Task to complete
Reproduce all of the entries below word for word, leaving out the pictures.

=====

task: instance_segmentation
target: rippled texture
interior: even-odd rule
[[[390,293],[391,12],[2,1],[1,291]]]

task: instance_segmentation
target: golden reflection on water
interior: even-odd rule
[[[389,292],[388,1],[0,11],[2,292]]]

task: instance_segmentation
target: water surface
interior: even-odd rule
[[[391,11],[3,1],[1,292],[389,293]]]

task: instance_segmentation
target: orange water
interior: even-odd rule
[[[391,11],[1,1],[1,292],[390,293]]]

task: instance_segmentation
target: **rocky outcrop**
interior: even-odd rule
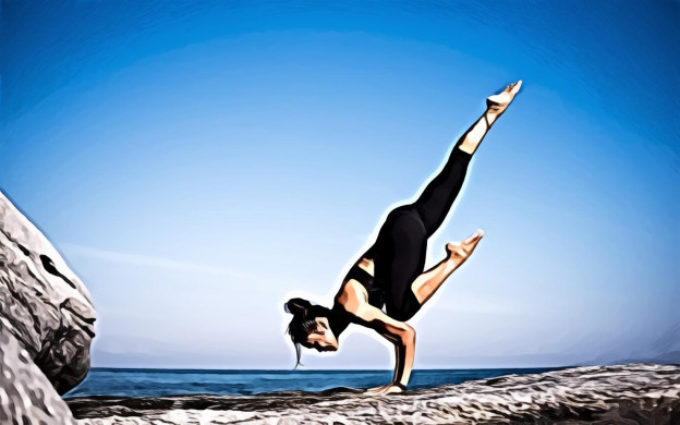
[[[0,424],[75,424],[66,403],[0,317]]]
[[[679,424],[680,367],[576,367],[385,397],[337,388],[247,397],[82,398],[81,425],[105,424]]]
[[[0,317],[59,393],[85,378],[96,317],[89,294],[1,192]]]

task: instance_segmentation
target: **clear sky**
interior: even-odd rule
[[[283,302],[329,306],[520,78],[415,367],[680,350],[677,2],[181,3],[2,3],[0,187],[89,289],[95,366],[292,367]],[[390,367],[377,338],[303,363]]]

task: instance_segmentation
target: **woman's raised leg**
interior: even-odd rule
[[[477,150],[488,130],[506,111],[521,86],[520,80],[506,87],[500,94],[487,98],[487,109],[484,114],[458,141],[444,170],[425,187],[423,194],[414,203],[428,236],[441,226],[460,192],[470,157]],[[462,242],[447,244],[447,257],[413,281],[411,290],[421,305],[429,300],[444,281],[465,263],[483,235],[484,232],[477,230]]]
[[[451,209],[463,186],[472,155],[477,150],[494,122],[506,111],[521,86],[522,81],[519,81],[506,87],[500,94],[487,98],[487,109],[484,114],[461,136],[444,169],[425,186],[421,196],[413,203],[423,219],[428,236],[437,231]]]

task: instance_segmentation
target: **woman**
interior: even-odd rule
[[[303,299],[286,303],[286,311],[293,314],[288,332],[295,344],[298,364],[300,345],[336,351],[338,337],[353,323],[376,330],[396,348],[392,382],[368,392],[386,394],[406,389],[413,366],[415,330],[405,321],[470,257],[483,232],[477,230],[462,242],[448,243],[446,257],[423,271],[427,239],[444,222],[453,205],[472,155],[521,86],[522,81],[519,81],[486,99],[484,114],[456,144],[446,166],[421,196],[413,204],[402,205],[387,216],[375,243],[343,279],[330,309]]]

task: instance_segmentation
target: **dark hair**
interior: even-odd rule
[[[283,304],[283,308],[286,313],[291,313],[293,315],[293,319],[288,325],[287,331],[291,336],[293,345],[295,345],[295,355],[298,356],[296,368],[302,364],[300,363],[300,357],[302,355],[300,345],[311,348],[307,344],[307,337],[316,329],[316,318],[329,317],[330,309],[321,305],[312,304],[303,299],[290,299],[288,303]]]

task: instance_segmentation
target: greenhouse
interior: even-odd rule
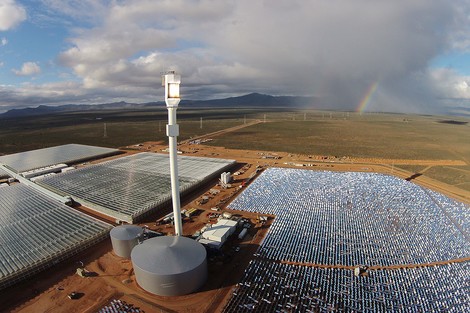
[[[275,219],[226,312],[468,307],[468,262],[373,270],[367,277],[340,268],[468,258],[466,204],[388,175],[271,168],[229,208]]]
[[[1,156],[0,163],[16,173],[22,173],[54,164],[78,163],[118,153],[117,149],[68,144]]]
[[[234,163],[179,156],[180,192],[192,190]],[[171,200],[170,164],[165,154],[138,153],[46,177],[38,183],[128,223]]]
[[[105,239],[110,229],[23,184],[0,188],[0,289]]]

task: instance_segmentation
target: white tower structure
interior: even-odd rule
[[[176,124],[176,109],[178,109],[178,104],[180,103],[180,83],[181,77],[176,75],[174,71],[168,72],[162,76],[162,85],[165,88],[165,103],[168,109],[168,125],[166,125],[166,134],[168,136],[168,149],[170,152],[171,198],[173,200],[173,216],[176,236],[183,235],[176,141],[179,135],[179,125]]]

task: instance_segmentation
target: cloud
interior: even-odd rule
[[[470,98],[468,78],[429,68],[444,52],[470,50],[467,0],[45,0],[42,5],[43,18],[82,21],[70,27],[69,45],[57,57],[79,78],[78,90],[61,93],[57,85],[44,84],[21,89],[21,95],[43,101],[57,97],[51,103],[67,97],[155,101],[163,96],[160,74],[168,69],[181,73],[186,99],[249,92],[311,95],[331,108],[354,110],[374,83],[370,110],[430,113],[441,109],[443,98]],[[36,63],[26,64],[14,73],[40,72]]]
[[[41,67],[36,62],[23,63],[21,70],[12,70],[17,76],[31,76],[41,73]]]
[[[26,10],[14,0],[0,0],[0,31],[14,28],[26,20]]]

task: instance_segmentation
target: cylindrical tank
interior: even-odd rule
[[[207,280],[207,253],[200,243],[182,236],[156,237],[132,250],[140,287],[160,296],[180,296],[198,290]]]
[[[109,236],[113,251],[117,256],[130,259],[132,249],[139,244],[142,227],[137,225],[119,225],[111,229]]]

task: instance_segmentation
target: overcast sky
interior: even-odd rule
[[[469,14],[467,0],[0,0],[0,112],[160,101],[166,70],[185,99],[470,112]]]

=====

Written reply
task: instance_segmentation
target: rippled texture
interior: even-odd rule
[[[390,293],[391,12],[2,1],[1,291]]]

task: instance_segmentation
target: golden reflection on water
interior: even-odd rule
[[[389,292],[388,1],[0,11],[2,292]]]

task: instance_segmentation
target: water surface
interior: even-odd rule
[[[391,11],[3,1],[1,292],[389,293]]]

task: instance_segmentation
target: orange water
interior: even-odd rule
[[[391,11],[1,1],[1,292],[390,293]]]

task: instance_segmentation
target: **rocky outcrop**
interior: even-odd rule
[[[0,424],[75,424],[66,403],[0,317]]]
[[[679,424],[680,367],[576,367],[385,397],[337,388],[247,397],[82,398],[81,425],[105,424]]]
[[[0,317],[59,393],[85,378],[96,317],[89,294],[1,192]]]

task: instance_segmentation
target: **clear sky**
interior: even-odd rule
[[[283,302],[329,306],[520,78],[415,367],[680,350],[677,2],[181,3],[2,3],[0,187],[89,289],[95,366],[292,367]],[[390,367],[377,338],[303,363]]]

task: instance_segmentation
target: **woman's raised leg**
interior: even-odd rule
[[[477,150],[488,130],[506,111],[521,86],[520,80],[506,87],[500,94],[487,98],[487,109],[484,114],[458,141],[444,170],[425,187],[423,194],[414,203],[428,236],[441,226],[460,192],[470,157]],[[462,242],[447,244],[447,257],[413,281],[411,290],[421,305],[429,300],[444,281],[465,263],[483,235],[484,232],[477,230]]]
[[[451,209],[463,186],[472,155],[477,150],[494,122],[506,111],[521,86],[522,81],[519,81],[506,87],[500,94],[487,98],[487,109],[484,114],[461,136],[444,169],[425,186],[421,196],[413,203],[423,219],[428,236],[437,231]]]

task: instance_segmentation
target: **woman**
interior: even-odd rule
[[[303,299],[286,303],[286,311],[293,314],[288,332],[295,344],[298,364],[300,345],[336,351],[338,337],[353,323],[376,330],[396,348],[392,382],[368,392],[386,394],[406,389],[413,366],[415,330],[405,321],[470,257],[483,232],[477,230],[462,242],[448,243],[446,257],[423,271],[427,239],[444,222],[453,205],[472,155],[521,86],[522,81],[519,81],[486,99],[484,114],[456,144],[446,166],[421,196],[413,204],[402,205],[387,216],[375,243],[343,279],[330,309]]]

task: instance_segmentation
target: **dark hair**
interior: even-odd rule
[[[283,304],[283,308],[286,313],[291,313],[293,315],[293,319],[288,325],[287,331],[291,336],[293,345],[295,345],[295,355],[298,356],[296,368],[302,364],[300,363],[300,357],[302,355],[300,345],[311,348],[307,344],[307,337],[316,329],[316,318],[329,317],[330,309],[321,305],[312,304],[303,299],[290,299],[288,303]]]

task: instance_segmentation
target: greenhouse
interior: even-odd rule
[[[275,219],[226,312],[468,307],[468,262],[373,270],[367,277],[340,268],[468,258],[466,204],[388,175],[271,168],[229,208]]]
[[[1,156],[0,163],[16,173],[22,173],[54,164],[78,163],[118,153],[117,149],[68,144]]]
[[[234,163],[179,156],[180,192],[192,190]],[[171,200],[170,164],[165,154],[138,153],[46,177],[38,183],[128,223]]]
[[[105,239],[110,229],[23,184],[0,188],[0,289]]]

task: instance_segmentation
target: white tower structure
interior: even-odd rule
[[[176,124],[176,109],[178,109],[178,104],[180,103],[180,83],[181,77],[176,75],[174,71],[168,72],[162,76],[162,85],[165,88],[165,103],[168,109],[168,125],[166,125],[166,134],[168,136],[168,149],[170,152],[171,198],[173,200],[173,216],[176,236],[183,235],[176,141],[179,135],[179,125]]]

task: instance_segmentation
target: cloud
interior: even-odd rule
[[[470,98],[468,78],[429,68],[444,52],[470,50],[467,0],[45,0],[42,5],[43,18],[82,21],[70,27],[69,45],[57,57],[79,78],[78,90],[61,93],[57,85],[44,84],[21,89],[21,95],[43,101],[57,97],[51,103],[67,97],[155,101],[163,96],[160,74],[168,69],[181,73],[186,99],[249,92],[311,95],[331,108],[354,110],[374,83],[370,110],[430,113],[441,109],[443,98]],[[36,63],[26,64],[14,73],[40,72]]]
[[[41,67],[36,62],[23,63],[21,70],[12,70],[17,76],[31,76],[41,73]]]
[[[26,10],[14,0],[0,0],[0,31],[14,28],[26,20]]]

task: instance_segmentation
target: cylindrical tank
interior: even-odd rule
[[[207,280],[207,253],[200,243],[182,236],[156,237],[132,250],[140,287],[160,296],[180,296],[198,290]]]
[[[109,236],[113,251],[117,256],[130,259],[132,249],[139,244],[142,227],[137,225],[119,225],[111,229]]]

task: instance_segmentation
target: overcast sky
interior: even-odd rule
[[[469,14],[467,0],[0,0],[0,112],[160,101],[166,70],[185,99],[470,112]]]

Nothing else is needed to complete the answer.